Work out how many lines in the data hold the string "before". Reply with only that number.

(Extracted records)
____

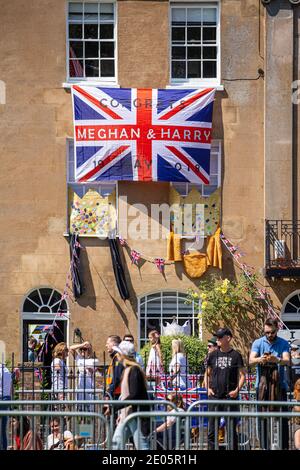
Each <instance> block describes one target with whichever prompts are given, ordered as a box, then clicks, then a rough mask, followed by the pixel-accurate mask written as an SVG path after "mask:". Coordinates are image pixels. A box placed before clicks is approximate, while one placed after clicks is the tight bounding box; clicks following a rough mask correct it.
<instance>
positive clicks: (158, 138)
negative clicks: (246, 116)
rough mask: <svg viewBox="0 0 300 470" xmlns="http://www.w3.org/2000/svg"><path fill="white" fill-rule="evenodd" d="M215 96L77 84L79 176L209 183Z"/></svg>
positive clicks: (99, 180) (138, 179)
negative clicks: (212, 124) (110, 87)
mask: <svg viewBox="0 0 300 470" xmlns="http://www.w3.org/2000/svg"><path fill="white" fill-rule="evenodd" d="M214 94H215V90H214V89H212V88H209V89H205V90H199V89H198V90H182V89H181V90H175V89H174V90H172V89H170V90H158V89H135V88H132V89H130V88H119V89H118V88H98V87H93V86H77V85H73V86H72V99H73V113H74V140H75V145H74V148H75V180H76V181H77V182H87V181H89V182H91V181H101V180H133V181H183V182H191V183H196V184H199V183H203V184H209V173H210V171H209V166H210V148H211V131H212V112H213V101H214Z"/></svg>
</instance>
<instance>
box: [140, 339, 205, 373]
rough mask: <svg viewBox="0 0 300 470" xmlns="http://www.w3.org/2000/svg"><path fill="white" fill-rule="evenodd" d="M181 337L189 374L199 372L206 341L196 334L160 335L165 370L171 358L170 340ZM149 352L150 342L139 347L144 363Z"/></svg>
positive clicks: (147, 356)
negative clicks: (184, 350) (183, 344)
mask: <svg viewBox="0 0 300 470" xmlns="http://www.w3.org/2000/svg"><path fill="white" fill-rule="evenodd" d="M173 339H181V340H182V342H183V344H184V349H185V352H186V355H187V358H188V362H189V372H190V373H191V374H196V373H198V374H199V370H200V365H201V363H202V362H203V360H204V358H205V356H206V352H207V351H206V343H204V342H203V341H201V340H200V339H199V338H197V337H196V336H186V335H175V336H161V337H160V341H161V351H162V357H163V362H164V368H165V371H166V372H168V368H169V364H170V362H171V359H172V340H173ZM149 352H150V344H146V345H145V346H144V347H143V348H142V349H141V355H142V358H143V360H144V363H145V364H147V359H148V356H149Z"/></svg>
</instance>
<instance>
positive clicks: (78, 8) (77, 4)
mask: <svg viewBox="0 0 300 470" xmlns="http://www.w3.org/2000/svg"><path fill="white" fill-rule="evenodd" d="M69 19H70V20H76V21H82V3H69Z"/></svg>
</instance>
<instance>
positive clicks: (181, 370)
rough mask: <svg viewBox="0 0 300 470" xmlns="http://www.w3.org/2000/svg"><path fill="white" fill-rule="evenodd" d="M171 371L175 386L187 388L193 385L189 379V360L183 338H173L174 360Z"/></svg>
mask: <svg viewBox="0 0 300 470" xmlns="http://www.w3.org/2000/svg"><path fill="white" fill-rule="evenodd" d="M169 372H170V375H171V381H172V385H173V387H175V388H181V389H187V388H189V387H190V386H191V385H190V381H189V379H188V373H189V365H188V360H187V357H186V355H185V352H184V346H183V342H182V341H181V339H173V341H172V360H171V362H170V365H169Z"/></svg>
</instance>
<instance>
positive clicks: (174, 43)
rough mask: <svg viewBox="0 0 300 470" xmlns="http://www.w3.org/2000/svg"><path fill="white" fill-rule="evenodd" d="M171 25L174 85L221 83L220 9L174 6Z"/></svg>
mask: <svg viewBox="0 0 300 470" xmlns="http://www.w3.org/2000/svg"><path fill="white" fill-rule="evenodd" d="M171 22H172V23H171V81H172V82H173V83H174V82H186V81H189V82H191V81H200V80H202V81H205V82H216V81H219V66H218V65H219V64H218V61H219V12H218V5H217V4H201V3H200V4H195V5H192V6H191V5H189V6H181V5H178V4H177V5H172V6H171Z"/></svg>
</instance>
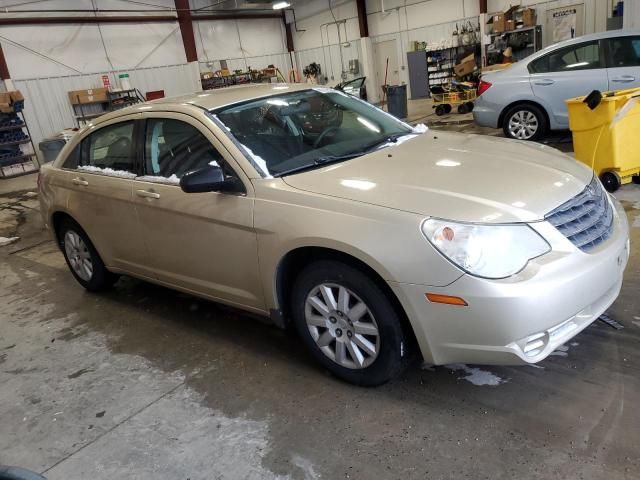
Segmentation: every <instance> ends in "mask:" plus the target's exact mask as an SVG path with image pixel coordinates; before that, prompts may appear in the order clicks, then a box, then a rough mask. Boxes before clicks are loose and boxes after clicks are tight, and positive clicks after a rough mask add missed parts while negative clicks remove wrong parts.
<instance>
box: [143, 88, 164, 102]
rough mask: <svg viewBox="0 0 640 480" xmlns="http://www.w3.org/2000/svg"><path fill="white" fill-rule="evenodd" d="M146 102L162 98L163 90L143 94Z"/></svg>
mask: <svg viewBox="0 0 640 480" xmlns="http://www.w3.org/2000/svg"><path fill="white" fill-rule="evenodd" d="M144 96H145V98H146V99H147V101H151V100H157V99H158V98H164V90H154V91H152V92H147V93H145V94H144Z"/></svg>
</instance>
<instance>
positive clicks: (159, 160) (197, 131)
mask: <svg viewBox="0 0 640 480" xmlns="http://www.w3.org/2000/svg"><path fill="white" fill-rule="evenodd" d="M145 137H146V138H145V168H146V169H145V173H146V175H147V176H153V177H164V178H166V179H169V180H174V181H177V180H179V179H180V178H181V177H182V176H183V175H184V174H185V173H187V172H190V171H192V170H197V169H199V168H203V167H206V166H207V165H219V166H220V167H223V168H225V173H227V174H229V173H228V171H227V170H228V168H226V166H225V164H224V161H223V159H222V155H220V153H219V152H218V151H217V150H216V149H215V147H214V146H213V145H212V144H211V142H210V141H209V140H207V138H206V137H205V136H204V135H203V134H202V133H200V132H199V131H198V129H196V128H195V127H193V126H191V125H189V124H188V123H185V122H181V121H180V120H173V119H169V118H162V119H155V118H154V119H149V120H147V129H146V134H145ZM157 180H159V181H160V179H157Z"/></svg>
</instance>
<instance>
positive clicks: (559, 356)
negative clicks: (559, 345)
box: [551, 345, 569, 357]
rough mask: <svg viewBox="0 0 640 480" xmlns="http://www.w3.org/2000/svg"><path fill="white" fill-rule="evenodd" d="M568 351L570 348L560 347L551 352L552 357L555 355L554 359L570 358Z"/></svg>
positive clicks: (566, 346)
mask: <svg viewBox="0 0 640 480" xmlns="http://www.w3.org/2000/svg"><path fill="white" fill-rule="evenodd" d="M568 351H569V347H567V346H566V345H560V346H559V347H558V348H556V349H555V350H554V351H553V352H551V355H553V356H554V357H568V356H569V354H568V353H567V352H568Z"/></svg>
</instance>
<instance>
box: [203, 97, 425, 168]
mask: <svg viewBox="0 0 640 480" xmlns="http://www.w3.org/2000/svg"><path fill="white" fill-rule="evenodd" d="M210 113H211V114H212V115H214V117H215V118H216V119H217V120H219V121H220V122H222V123H223V124H224V126H225V127H226V128H227V130H228V131H229V132H230V133H231V135H232V136H233V137H234V138H235V139H236V140H237V141H238V142H239V143H240V144H241V145H242V147H243V148H244V149H245V151H246V153H247V155H248V156H249V158H250V159H251V160H252V162H253V164H254V166H255V167H256V169H257V170H258V171H259V172H260V173H262V174H263V176H274V177H277V176H284V175H291V174H294V173H298V172H301V171H304V170H309V169H312V168H317V167H319V166H321V165H326V164H328V163H333V162H339V161H345V160H348V159H350V158H354V157H357V156H360V155H363V154H365V153H369V152H371V151H374V150H376V149H378V148H380V147H382V146H384V145H388V144H391V143H394V142H397V140H398V139H399V138H401V137H404V136H406V135H410V134H412V133H413V130H412V128H411V127H410V126H409V125H407V124H406V123H404V122H401V121H399V120H397V119H395V118H394V117H392V116H391V115H389V114H387V113H385V112H383V111H382V110H380V109H378V108H376V107H374V106H372V105H370V104H368V103H366V102H364V101H362V100H359V99H357V98H354V97H352V96H349V95H346V94H344V93H342V92H337V91H335V90H331V89H326V88H317V89H310V90H304V91H298V92H293V93H286V94H282V95H274V96H270V97H265V98H260V99H256V100H250V101H247V102H242V103H236V104H233V105H228V106H225V107H222V108H219V109H216V110H214V111H212V112H210Z"/></svg>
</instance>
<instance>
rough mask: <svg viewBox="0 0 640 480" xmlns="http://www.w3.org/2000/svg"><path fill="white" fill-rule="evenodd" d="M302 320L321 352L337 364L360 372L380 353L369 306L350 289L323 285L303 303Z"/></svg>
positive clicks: (343, 287)
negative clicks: (317, 345) (303, 312)
mask: <svg viewBox="0 0 640 480" xmlns="http://www.w3.org/2000/svg"><path fill="white" fill-rule="evenodd" d="M305 320H306V322H307V327H308V328H309V333H311V337H312V338H313V340H314V341H315V342H316V345H318V347H319V348H320V350H321V351H322V353H324V354H325V355H326V356H327V357H329V358H330V359H331V360H333V361H334V362H335V363H337V364H338V365H341V366H343V367H345V368H350V369H354V370H357V369H362V368H366V367H368V366H369V365H371V364H372V363H373V362H374V361H375V359H376V358H377V357H378V353H379V352H380V332H379V331H378V324H377V323H376V320H375V318H374V317H373V314H372V313H371V311H370V310H369V307H367V305H366V304H365V303H364V302H363V301H362V300H361V299H360V298H359V297H358V296H357V295H356V294H355V293H353V292H352V291H351V290H349V289H348V288H345V287H343V286H341V285H336V284H333V283H323V284H321V285H318V286H316V287H315V288H313V289H312V290H311V292H310V293H309V295H308V296H307V300H306V302H305Z"/></svg>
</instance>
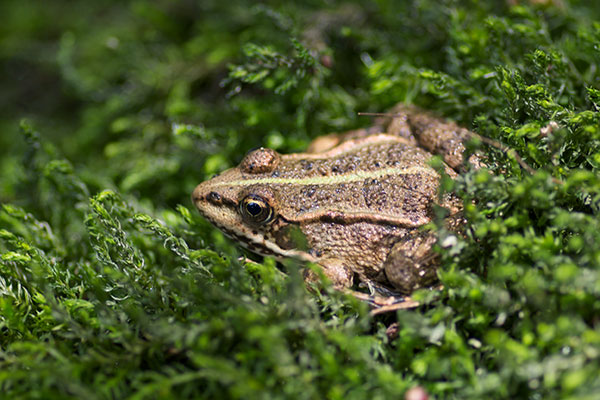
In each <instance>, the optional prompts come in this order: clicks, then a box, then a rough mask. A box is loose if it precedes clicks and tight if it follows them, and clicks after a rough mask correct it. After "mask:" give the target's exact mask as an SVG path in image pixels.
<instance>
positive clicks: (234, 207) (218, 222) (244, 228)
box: [192, 189, 316, 262]
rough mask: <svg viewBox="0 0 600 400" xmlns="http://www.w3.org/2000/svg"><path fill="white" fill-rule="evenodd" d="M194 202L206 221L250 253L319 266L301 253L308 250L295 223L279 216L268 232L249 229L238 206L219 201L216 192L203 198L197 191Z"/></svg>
mask: <svg viewBox="0 0 600 400" xmlns="http://www.w3.org/2000/svg"><path fill="white" fill-rule="evenodd" d="M211 197H212V198H211ZM192 200H193V201H194V203H195V204H196V208H197V209H198V211H200V214H202V216H203V217H204V218H205V219H206V220H208V221H209V222H210V223H211V224H213V225H214V226H216V227H217V228H218V229H219V230H220V231H221V232H223V234H224V235H225V236H227V237H228V238H230V239H231V240H233V241H235V242H236V243H238V244H240V245H241V246H243V247H245V248H246V249H248V250H250V251H251V252H253V253H256V254H259V255H262V256H273V257H275V258H277V259H279V260H282V259H285V258H295V259H299V260H302V261H305V262H316V258H315V257H313V256H312V255H311V254H309V253H307V252H305V251H302V250H301V249H302V248H303V247H305V246H303V244H302V240H300V239H301V238H303V234H302V232H300V229H299V228H298V227H297V225H296V224H294V223H293V222H292V223H290V222H289V221H285V220H284V219H283V218H282V217H281V216H278V217H277V218H275V220H274V221H272V222H271V223H270V224H269V226H268V228H267V229H264V228H263V229H260V228H258V227H253V226H250V225H248V224H247V223H246V222H245V221H244V220H243V219H242V217H241V216H240V215H239V212H238V210H239V206H238V203H237V202H235V201H233V200H231V199H228V198H227V197H226V196H219V198H218V199H217V198H216V195H215V194H214V192H208V193H206V194H201V192H200V190H198V189H197V190H196V191H195V193H194V195H193V196H192ZM231 227H236V228H235V229H232V228H231ZM294 240H296V242H294ZM304 240H305V239H304Z"/></svg>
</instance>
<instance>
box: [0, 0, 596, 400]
mask: <svg viewBox="0 0 600 400" xmlns="http://www.w3.org/2000/svg"><path fill="white" fill-rule="evenodd" d="M513 3H520V5H514V4H513ZM529 3H532V4H533V5H528V4H529ZM276 4H277V2H273V4H269V3H268V2H265V3H257V2H249V1H239V0H230V1H226V2H224V1H211V0H207V1H205V0H203V1H191V0H182V1H169V0H159V1H144V0H135V1H102V2H71V1H60V0H57V1H53V2H22V1H17V0H5V1H3V2H2V3H0V15H2V16H3V23H2V24H1V25H2V26H0V67H1V71H2V74H0V82H1V87H2V93H0V105H1V107H0V129H1V132H2V134H1V135H0V171H2V172H1V178H0V201H1V202H2V208H1V210H0V295H1V297H0V397H2V398H7V399H8V398H10V399H20V398H39V399H51V398H56V399H68V398H72V399H75V398H85V399H104V398H131V399H143V398H149V399H150V398H244V399H248V398H265V399H266V398H293V399H302V398H305V399H313V398H331V399H342V398H343V399H365V398H370V399H383V398H399V397H402V396H403V394H404V393H405V391H406V390H407V389H408V388H410V387H413V386H416V385H420V386H422V387H424V388H425V389H426V390H427V392H428V393H429V394H430V397H431V398H456V399H463V398H485V397H487V398H511V399H512V398H531V399H545V398H573V399H575V398H578V399H579V398H581V399H596V398H598V397H599V396H600V380H598V376H600V319H599V315H600V297H599V296H600V245H599V243H600V219H599V218H598V214H599V208H600V175H599V173H598V170H599V167H600V114H599V113H598V107H599V106H600V72H599V70H598V68H599V67H598V66H599V62H600V22H598V21H600V6H599V5H597V4H596V2H585V1H577V0H573V1H568V0H563V1H553V2H551V1H546V2H542V1H537V2H534V1H530V2H525V1H522V2H516V1H513V2H511V1H504V0H503V1H500V0H495V1H493V0H492V1H475V0H471V1H467V0H463V1H459V0H455V1H451V0H444V1H440V0H435V1H434V0H431V1H430V0H420V1H418V0H415V1H391V0H388V1H386V0H372V1H356V2H331V1H319V0H315V1H302V2H300V1H299V2H286V3H282V4H281V5H276ZM397 102H408V103H414V104H417V105H419V106H421V107H423V108H426V109H430V110H434V111H436V112H438V113H439V114H441V115H444V116H446V117H448V118H451V119H454V120H456V121H458V122H459V123H461V124H462V125H464V126H467V127H469V128H471V129H473V130H475V131H476V132H478V133H479V134H481V135H482V136H485V137H488V138H492V139H494V140H498V141H501V142H503V143H505V144H507V145H508V146H510V147H511V148H512V149H514V150H515V151H517V152H518V153H519V154H520V155H521V156H522V157H523V158H524V160H525V161H526V162H527V163H528V164H529V165H531V166H532V167H533V168H534V169H535V170H536V172H535V173H534V174H529V173H527V172H526V171H524V170H523V169H522V168H521V167H520V166H519V165H518V164H517V162H516V161H515V159H514V157H512V156H511V155H510V154H508V153H507V152H503V151H498V150H497V149H494V148H487V147H483V146H480V148H481V151H484V152H485V153H486V155H487V157H488V159H487V165H488V167H489V171H487V170H486V171H470V172H468V173H466V174H465V175H464V176H463V177H461V178H460V179H459V180H458V181H456V182H445V190H454V191H456V192H457V193H458V194H459V195H460V196H461V197H462V198H463V199H464V204H465V206H466V211H465V213H466V216H467V217H468V219H469V224H468V227H467V229H466V235H465V237H461V238H457V243H456V244H455V245H454V246H452V247H451V248H446V249H442V248H440V253H441V254H442V260H443V267H442V268H441V270H440V272H439V277H440V280H441V283H442V284H443V285H444V289H443V290H440V291H428V290H424V291H421V292H418V293H417V294H416V295H415V296H416V297H417V298H418V299H419V300H420V301H421V302H422V303H423V306H421V307H419V308H418V309H415V310H408V311H400V312H398V313H397V314H391V315H385V316H378V317H370V316H369V314H368V308H367V307H366V306H365V305H364V304H361V303H360V302H358V301H356V300H354V299H352V298H348V297H346V296H343V295H341V294H340V293H337V292H335V291H332V290H331V289H329V288H327V287H325V288H324V289H323V291H322V292H321V294H315V293H311V292H308V291H307V290H306V288H305V286H304V284H303V282H302V279H301V276H300V273H299V266H298V265H295V264H294V263H289V264H286V265H284V266H283V267H281V266H279V267H278V266H277V265H276V264H275V262H274V261H273V260H272V259H266V260H264V262H261V263H241V262H240V261H238V258H239V257H240V256H241V255H243V254H244V253H243V252H242V251H240V250H239V249H238V248H237V247H236V246H235V244H234V243H232V242H230V241H227V240H226V239H224V237H223V236H222V235H221V234H220V233H218V232H217V231H216V230H215V229H213V228H212V227H211V226H210V225H209V224H208V223H207V222H205V221H204V220H202V219H201V218H200V217H199V216H198V215H197V214H196V212H195V211H194V210H193V207H192V204H191V202H190V193H191V191H192V190H193V188H194V186H195V185H196V184H197V183H198V182H200V181H202V180H204V179H206V178H207V177H210V176H211V175H212V174H213V173H215V172H218V171H220V170H222V169H224V168H226V167H228V166H231V165H234V164H236V163H237V162H239V160H240V159H241V157H242V156H243V155H244V154H245V152H246V151H247V150H249V149H251V148H254V147H257V146H261V145H263V146H269V147H272V148H275V149H277V150H279V151H282V152H289V151H298V150H302V149H303V148H304V146H306V144H307V143H308V141H309V140H310V139H311V138H313V137H315V136H318V135H321V134H324V133H328V132H332V131H342V130H346V129H352V128H357V127H360V126H366V125H368V124H369V123H370V120H369V118H366V117H358V116H357V111H371V112H381V111H384V110H386V109H387V108H389V107H390V106H391V105H393V104H395V103H397ZM21 119H24V121H23V122H21V123H19V120H21ZM551 122H554V123H555V124H552V125H549V124H550V123H551ZM548 126H550V127H551V129H544V128H545V127H548ZM476 147H477V144H473V149H475V148H476ZM446 236H447V233H446V232H444V231H443V230H441V231H440V237H441V239H442V240H443V239H444V238H445V237H446ZM257 260H259V261H260V259H257ZM396 321H397V322H398V327H399V335H398V337H397V338H395V339H392V340H390V339H389V338H388V336H387V335H386V333H385V332H386V327H387V326H388V325H390V324H391V323H393V322H396Z"/></svg>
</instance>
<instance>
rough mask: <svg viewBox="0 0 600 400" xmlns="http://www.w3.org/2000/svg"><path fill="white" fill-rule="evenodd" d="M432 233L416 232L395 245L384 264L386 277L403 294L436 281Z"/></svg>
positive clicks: (390, 251) (422, 286) (427, 285)
mask: <svg viewBox="0 0 600 400" xmlns="http://www.w3.org/2000/svg"><path fill="white" fill-rule="evenodd" d="M436 240H437V237H436V236H435V234H433V233H432V232H416V233H415V234H414V235H410V236H409V237H408V238H407V239H406V240H403V241H401V242H398V243H396V244H394V246H393V247H392V250H391V251H390V253H389V254H388V256H387V259H386V260H385V264H384V271H385V276H386V277H387V279H388V281H389V282H390V283H391V284H392V285H393V286H394V287H395V288H397V289H398V290H399V291H400V292H401V293H412V292H413V291H415V290H416V289H419V288H422V287H426V286H428V285H430V284H431V283H433V282H434V281H435V279H436V267H437V260H436V258H437V255H436V254H435V253H434V252H433V251H432V249H431V247H432V246H433V244H434V243H435V242H436Z"/></svg>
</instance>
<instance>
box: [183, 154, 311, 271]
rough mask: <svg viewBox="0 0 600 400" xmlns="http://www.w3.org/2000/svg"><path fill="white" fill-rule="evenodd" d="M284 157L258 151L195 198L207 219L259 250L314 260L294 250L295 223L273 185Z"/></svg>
mask: <svg viewBox="0 0 600 400" xmlns="http://www.w3.org/2000/svg"><path fill="white" fill-rule="evenodd" d="M280 160H281V156H280V155H279V154H278V153H277V152H275V151H274V150H271V149H265V148H260V149H258V150H254V151H252V152H250V153H249V154H248V155H246V157H244V159H243V160H242V162H241V163H240V165H239V166H238V167H236V168H231V169H229V170H227V171H224V172H223V173H221V174H219V175H217V176H215V177H213V178H212V179H210V180H208V181H206V182H202V183H201V184H199V185H198V186H197V187H196V189H195V190H194V192H193V194H192V201H193V202H194V204H195V206H196V208H198V210H199V211H200V213H201V214H202V215H203V216H204V217H205V218H206V219H207V220H209V221H210V222H211V223H212V224H214V225H215V226H216V227H217V228H219V229H220V230H221V231H223V233H225V234H226V235H227V236H229V237H230V238H232V239H233V240H235V241H237V242H239V243H240V244H242V245H243V246H244V247H246V248H248V249H249V250H251V251H253V252H255V253H258V254H263V255H274V256H276V257H295V258H301V259H305V260H307V261H313V260H312V259H310V256H309V255H308V254H306V253H304V252H302V251H299V250H295V249H294V247H295V246H294V245H293V243H292V240H291V238H290V231H289V230H290V228H291V227H292V226H291V225H290V223H289V221H287V220H286V219H285V218H284V216H283V215H281V213H280V211H281V210H282V207H285V205H283V204H281V200H280V196H279V193H278V192H277V191H276V189H274V188H273V185H270V184H269V182H270V180H271V179H273V178H272V174H273V173H274V172H275V170H276V168H277V165H278V164H279V162H280Z"/></svg>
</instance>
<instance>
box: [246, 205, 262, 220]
mask: <svg viewBox="0 0 600 400" xmlns="http://www.w3.org/2000/svg"><path fill="white" fill-rule="evenodd" d="M246 209H247V210H248V213H249V214H250V215H252V216H253V217H256V216H257V215H258V214H260V212H261V211H262V207H261V206H260V204H258V203H256V202H249V203H248V204H247V205H246Z"/></svg>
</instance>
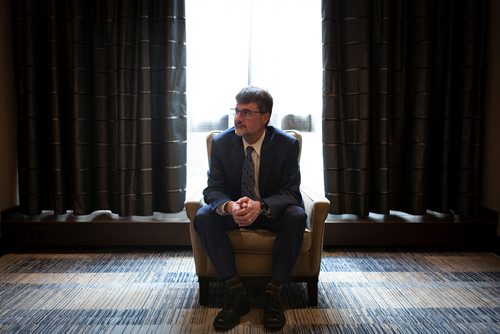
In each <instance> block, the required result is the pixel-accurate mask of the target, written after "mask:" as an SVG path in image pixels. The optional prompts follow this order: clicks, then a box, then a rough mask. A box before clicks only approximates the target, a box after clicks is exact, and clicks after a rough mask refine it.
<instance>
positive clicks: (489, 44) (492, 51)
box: [481, 1, 500, 212]
mask: <svg viewBox="0 0 500 334" xmlns="http://www.w3.org/2000/svg"><path fill="white" fill-rule="evenodd" d="M489 6H490V10H489V16H490V17H489V20H488V21H489V25H490V26H489V35H488V40H487V45H488V50H487V55H486V56H487V71H486V78H485V80H486V94H485V95H486V98H485V122H484V126H485V128H484V131H485V133H484V134H485V136H484V163H483V185H482V192H481V205H482V206H484V207H486V208H488V209H491V210H494V211H496V212H500V148H499V146H500V94H499V91H500V61H499V59H500V20H498V18H499V17H500V1H489Z"/></svg>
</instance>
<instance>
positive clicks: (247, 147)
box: [247, 146, 253, 157]
mask: <svg viewBox="0 0 500 334" xmlns="http://www.w3.org/2000/svg"><path fill="white" fill-rule="evenodd" d="M252 152H253V146H247V157H248V156H250V157H251V156H252Z"/></svg>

____

Task output: 3